## 課題
データの先頭から「x=225 y=135」を含む行までを、「本文」と「正解」の2列のCSVに変換する。本文1つにつき1行とし、各値は引用符で囲み、改行は空白に置き換え、画像は含めない。

++++++

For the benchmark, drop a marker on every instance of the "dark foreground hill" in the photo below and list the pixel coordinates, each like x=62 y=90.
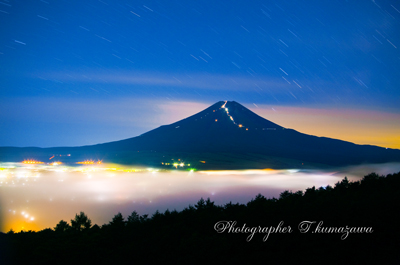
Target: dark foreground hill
x=351 y=223
x=225 y=135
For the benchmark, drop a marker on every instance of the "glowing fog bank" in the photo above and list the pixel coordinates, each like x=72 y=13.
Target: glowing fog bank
x=36 y=197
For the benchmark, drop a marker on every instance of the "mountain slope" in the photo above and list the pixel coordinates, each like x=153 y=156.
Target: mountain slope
x=228 y=135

++++++

## 出力結果
本文,正解
"For the benchmark, drop a marker on every instance of the ""dark foreground hill"" in the photo below and list the pixel coordinates, each like x=62 y=90. Target: dark foreground hill","x=351 y=223 x=225 y=135"